EXERCISE :: What you return must match the records exactly, line for line.

★ ★ ★ ★

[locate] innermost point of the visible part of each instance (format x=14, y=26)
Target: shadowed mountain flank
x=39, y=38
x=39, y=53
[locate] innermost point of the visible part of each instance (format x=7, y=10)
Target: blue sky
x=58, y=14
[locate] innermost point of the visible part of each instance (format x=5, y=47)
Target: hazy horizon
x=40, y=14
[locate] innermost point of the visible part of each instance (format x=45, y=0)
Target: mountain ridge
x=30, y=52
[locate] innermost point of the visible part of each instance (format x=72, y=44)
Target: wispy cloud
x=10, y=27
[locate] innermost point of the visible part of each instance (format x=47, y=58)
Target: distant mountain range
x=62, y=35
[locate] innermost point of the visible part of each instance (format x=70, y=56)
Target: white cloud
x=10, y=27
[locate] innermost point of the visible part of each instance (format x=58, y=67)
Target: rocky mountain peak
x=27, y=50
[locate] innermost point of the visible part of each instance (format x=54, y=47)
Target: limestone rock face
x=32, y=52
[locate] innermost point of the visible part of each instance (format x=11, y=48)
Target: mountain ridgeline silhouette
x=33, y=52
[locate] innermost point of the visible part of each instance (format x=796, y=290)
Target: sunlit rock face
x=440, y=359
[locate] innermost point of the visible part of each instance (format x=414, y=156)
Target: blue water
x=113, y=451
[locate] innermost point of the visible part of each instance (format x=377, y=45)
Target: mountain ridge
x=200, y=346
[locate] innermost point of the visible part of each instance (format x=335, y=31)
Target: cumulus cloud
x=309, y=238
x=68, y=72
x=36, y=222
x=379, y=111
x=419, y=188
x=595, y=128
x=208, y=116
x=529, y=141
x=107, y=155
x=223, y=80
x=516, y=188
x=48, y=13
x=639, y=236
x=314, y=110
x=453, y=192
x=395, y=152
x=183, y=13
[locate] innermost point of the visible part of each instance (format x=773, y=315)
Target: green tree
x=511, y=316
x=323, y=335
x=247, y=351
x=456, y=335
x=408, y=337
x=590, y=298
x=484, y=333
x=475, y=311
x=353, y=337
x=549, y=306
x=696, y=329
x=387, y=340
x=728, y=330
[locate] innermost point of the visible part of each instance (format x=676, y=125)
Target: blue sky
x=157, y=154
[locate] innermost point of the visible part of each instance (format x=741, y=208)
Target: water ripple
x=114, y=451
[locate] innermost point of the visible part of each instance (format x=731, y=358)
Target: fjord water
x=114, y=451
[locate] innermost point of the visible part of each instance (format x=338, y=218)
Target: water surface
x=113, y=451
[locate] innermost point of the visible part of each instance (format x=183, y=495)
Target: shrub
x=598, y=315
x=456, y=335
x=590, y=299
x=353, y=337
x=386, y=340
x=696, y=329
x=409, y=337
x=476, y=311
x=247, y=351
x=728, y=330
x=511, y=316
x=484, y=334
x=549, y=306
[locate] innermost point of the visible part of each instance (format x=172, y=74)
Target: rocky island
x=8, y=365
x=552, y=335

★ ★ ★ ★

RESPONSE BOX ::
[locate] innermost point of the visible part of each instance (format x=14, y=26)
Target: shadowed mountain flank
x=39, y=38
x=39, y=53
[locate] innermost point of the visible part of each instance (format x=7, y=10)
Target: blue sky
x=58, y=14
[locate] innermost point of the visible part of each instance (format x=5, y=47)
Target: hazy horizon
x=40, y=14
[locate] innermost point of the visible part of each instance (format x=45, y=0)
Target: mountain ridge
x=30, y=52
[locate] innermost point of the visible part of each instance (format x=72, y=44)
Target: wispy cloud
x=10, y=27
[locate] innermost point of the visible part of each instance (format x=47, y=58)
Target: distant mountain range
x=62, y=35
[locate] innermost point of the visible part of each instance (format x=70, y=56)
Target: white cloud
x=10, y=27
[locate] innermost point of the visible part of each instance (format x=58, y=67)
Target: rocky mountain peak
x=27, y=50
[locate] innermost point of the visible part of each instance (format x=54, y=47)
Target: limestone rock face
x=32, y=52
[locate] innermost point of the visible part of each instance (format x=11, y=48)
Target: mountain ridgeline silhouette
x=33, y=52
[locate] innermost point of the visible part of each instance (format x=796, y=290)
Target: sunlit rock face
x=440, y=359
[locate] innermost point of the visible part of each instance (format x=414, y=156)
Target: blue water
x=113, y=451
[locate] innermost point of the visible part of each instance (format x=377, y=45)
Target: mountain ridge
x=200, y=346
[locate] innermost point of the visible part of each instance (format x=335, y=31)
Target: cumulus cloud
x=309, y=238
x=68, y=72
x=36, y=222
x=379, y=111
x=419, y=188
x=595, y=128
x=208, y=116
x=529, y=141
x=107, y=155
x=223, y=80
x=516, y=188
x=48, y=13
x=639, y=236
x=314, y=110
x=453, y=192
x=395, y=152
x=183, y=13
[locate] innermost point of the visible part of each instance (format x=773, y=315)
Target: green tree
x=511, y=316
x=323, y=335
x=247, y=351
x=456, y=335
x=408, y=337
x=590, y=298
x=484, y=333
x=475, y=311
x=353, y=337
x=549, y=306
x=696, y=329
x=387, y=340
x=728, y=330
[locate] innermost point of the visible part of each instance (format x=676, y=125)
Target: blue sky
x=157, y=154
[locate] innermost point of the visible part of each instance (format x=741, y=208)
Target: water ripple
x=114, y=451
[locate] innermost point of the visible part of each instance (format x=731, y=358)
Target: fjord water
x=114, y=451
[locate] innermost point of the visible part of each instance (format x=338, y=218)
Target: water surface
x=113, y=451
[locate] innermost point of the visible part of each instance (format x=183, y=495)
Target: shrub
x=598, y=315
x=456, y=335
x=590, y=299
x=353, y=337
x=386, y=340
x=696, y=329
x=409, y=337
x=476, y=311
x=247, y=351
x=728, y=330
x=511, y=316
x=484, y=334
x=549, y=306
[locate] innermost point of the visible part of each instance (format x=172, y=74)
Target: rocky island
x=8, y=365
x=552, y=335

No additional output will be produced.